__READING TEXT__:
═══
Longmont-based White Fields Community Church announced that it has expanded its food pantry, which is known as Table of Hope, and is serving more residents in need.
“We have relocated the pantry to a much larger area in our building, and are now open; however, only a very small amount of people are coming in to get food and help,” church spokeswoman Angela Scohy wrote in the announcement.
Table of Hope food pantry, which began last fall, serves Longmont as well as southwest Weld County residents and is at 2950 Colorful Ave. in Longmont.
“It was really something that had been talked about for a while, amongst the leadership of White Fields Community Church. And so finally we kind of got somebody who had some energy and said hey let’s get this going,” food pantry spokeswoman Kendra Cito said Monday.
She also said the church had been discussing the improved food pantry since before the COVID-19 pandemic began and it sprung from the church’s desire to serve the community in a better way. She also said the church wanted to provide residents with more than just food, “not just the tangible food items but also spiritual offerings — to be an ear and offering prayer if they are comfortable doing so.”
═══
__DATASET ENTRIES__:
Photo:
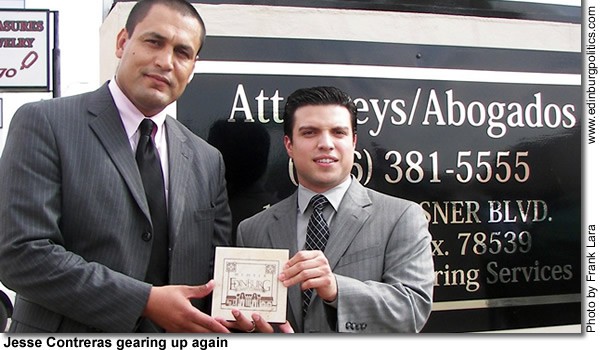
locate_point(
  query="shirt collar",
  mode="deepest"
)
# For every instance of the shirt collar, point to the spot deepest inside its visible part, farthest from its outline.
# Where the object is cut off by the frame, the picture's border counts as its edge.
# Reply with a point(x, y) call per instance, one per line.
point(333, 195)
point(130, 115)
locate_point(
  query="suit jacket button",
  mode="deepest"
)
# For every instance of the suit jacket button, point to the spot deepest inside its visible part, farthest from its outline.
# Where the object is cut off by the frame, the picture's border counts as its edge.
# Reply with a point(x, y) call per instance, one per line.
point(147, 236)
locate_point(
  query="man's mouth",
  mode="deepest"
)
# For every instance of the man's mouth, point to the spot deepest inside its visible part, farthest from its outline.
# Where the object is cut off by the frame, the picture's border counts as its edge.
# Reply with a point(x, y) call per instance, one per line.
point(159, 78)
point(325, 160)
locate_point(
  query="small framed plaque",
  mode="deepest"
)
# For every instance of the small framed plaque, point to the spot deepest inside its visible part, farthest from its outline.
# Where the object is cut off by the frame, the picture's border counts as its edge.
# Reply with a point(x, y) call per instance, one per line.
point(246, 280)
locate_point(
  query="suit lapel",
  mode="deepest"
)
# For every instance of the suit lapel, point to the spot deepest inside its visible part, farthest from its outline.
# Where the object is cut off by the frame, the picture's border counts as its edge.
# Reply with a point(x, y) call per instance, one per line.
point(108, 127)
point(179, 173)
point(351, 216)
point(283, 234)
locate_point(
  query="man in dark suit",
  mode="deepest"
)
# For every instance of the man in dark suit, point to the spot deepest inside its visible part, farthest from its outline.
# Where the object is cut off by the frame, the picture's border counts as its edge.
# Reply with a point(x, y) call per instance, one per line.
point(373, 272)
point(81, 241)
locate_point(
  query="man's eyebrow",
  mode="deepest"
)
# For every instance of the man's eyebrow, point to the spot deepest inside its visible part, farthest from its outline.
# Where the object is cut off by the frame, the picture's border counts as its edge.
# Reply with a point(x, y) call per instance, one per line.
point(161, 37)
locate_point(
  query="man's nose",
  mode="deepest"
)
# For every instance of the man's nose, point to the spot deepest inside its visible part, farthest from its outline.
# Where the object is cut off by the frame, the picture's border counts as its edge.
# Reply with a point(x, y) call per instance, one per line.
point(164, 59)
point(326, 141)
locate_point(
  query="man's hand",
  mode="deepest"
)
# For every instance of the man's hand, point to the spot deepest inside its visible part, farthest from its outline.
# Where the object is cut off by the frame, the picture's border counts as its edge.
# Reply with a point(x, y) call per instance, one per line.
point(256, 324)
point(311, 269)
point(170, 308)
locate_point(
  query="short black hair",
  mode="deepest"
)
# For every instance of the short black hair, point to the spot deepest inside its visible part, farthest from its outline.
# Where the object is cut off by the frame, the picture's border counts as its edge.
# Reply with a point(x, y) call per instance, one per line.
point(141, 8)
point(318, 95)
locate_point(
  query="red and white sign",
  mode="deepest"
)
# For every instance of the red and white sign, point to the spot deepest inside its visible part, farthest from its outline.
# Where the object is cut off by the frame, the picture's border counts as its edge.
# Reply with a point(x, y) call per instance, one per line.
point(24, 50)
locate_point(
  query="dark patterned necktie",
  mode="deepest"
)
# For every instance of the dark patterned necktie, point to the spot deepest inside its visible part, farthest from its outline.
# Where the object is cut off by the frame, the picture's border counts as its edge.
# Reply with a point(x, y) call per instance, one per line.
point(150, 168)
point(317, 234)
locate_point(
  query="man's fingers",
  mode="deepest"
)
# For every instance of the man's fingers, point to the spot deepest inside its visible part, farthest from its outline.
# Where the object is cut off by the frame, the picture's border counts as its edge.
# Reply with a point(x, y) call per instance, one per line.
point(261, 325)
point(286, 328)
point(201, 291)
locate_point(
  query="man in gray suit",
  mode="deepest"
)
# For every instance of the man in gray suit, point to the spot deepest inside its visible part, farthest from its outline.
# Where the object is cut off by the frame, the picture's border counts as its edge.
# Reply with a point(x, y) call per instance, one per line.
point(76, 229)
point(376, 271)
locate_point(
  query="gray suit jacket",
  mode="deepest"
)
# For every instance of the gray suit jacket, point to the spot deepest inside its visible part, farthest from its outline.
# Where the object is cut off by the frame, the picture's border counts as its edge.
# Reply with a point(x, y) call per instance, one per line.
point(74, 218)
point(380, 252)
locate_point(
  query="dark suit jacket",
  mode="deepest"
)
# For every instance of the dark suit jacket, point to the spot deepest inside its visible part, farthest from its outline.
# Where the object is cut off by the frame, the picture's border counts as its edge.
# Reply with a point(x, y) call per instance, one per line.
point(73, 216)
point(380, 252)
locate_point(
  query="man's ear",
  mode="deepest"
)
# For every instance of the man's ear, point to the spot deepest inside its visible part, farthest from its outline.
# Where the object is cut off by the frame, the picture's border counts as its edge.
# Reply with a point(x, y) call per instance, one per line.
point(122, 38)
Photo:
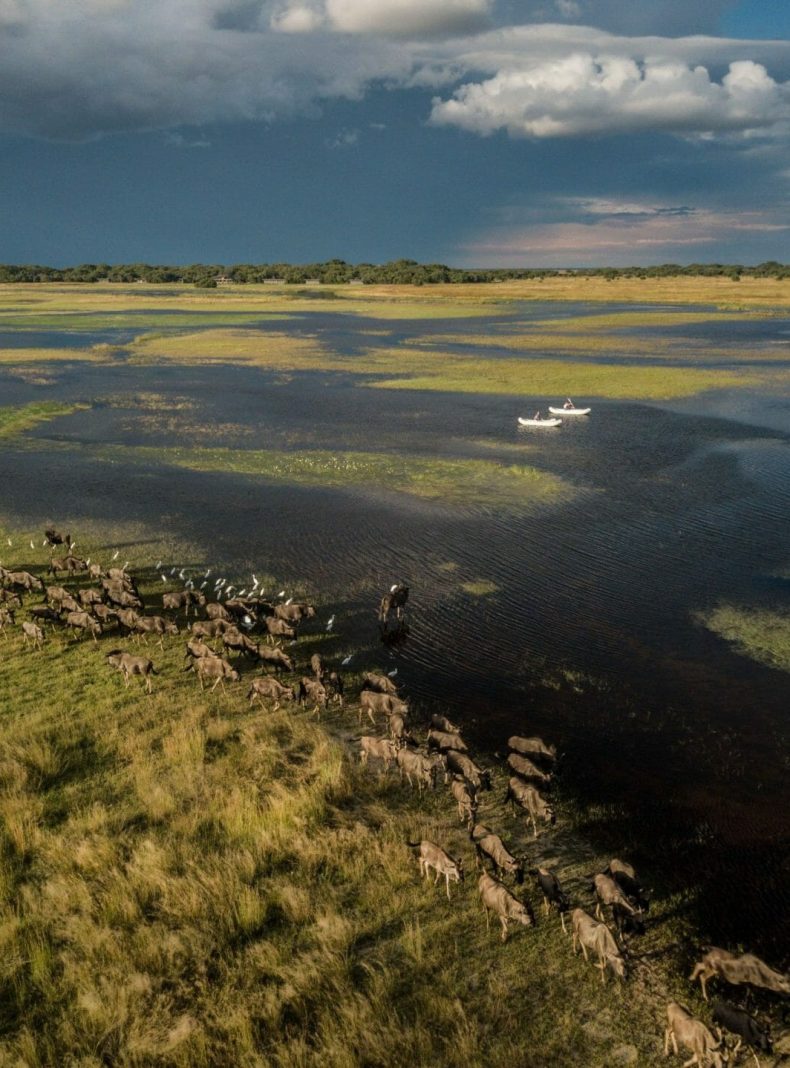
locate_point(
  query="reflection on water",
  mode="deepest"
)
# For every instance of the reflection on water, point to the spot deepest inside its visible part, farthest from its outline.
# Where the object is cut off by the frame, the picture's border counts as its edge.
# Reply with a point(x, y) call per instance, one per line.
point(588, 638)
═══
__ACTION ITEM 1__: List every place named in the Table of Hope article, including the street address.
__ACTION ITEM 2__: Return the stretch of the Table of Hope article from "Table of Hope food" through "Ave. in Longmont.", copied verbatim.

__ANSWER SECTION 1__:
- Longmont
- southwest Weld County
- 2950 Colorful Ave.

__ANSWER SECTION 2__:
Table of Hope food pantry, which began last fall, serves Longmont as well as southwest Weld County residents and is at 2950 Colorful Ave. in Longmont.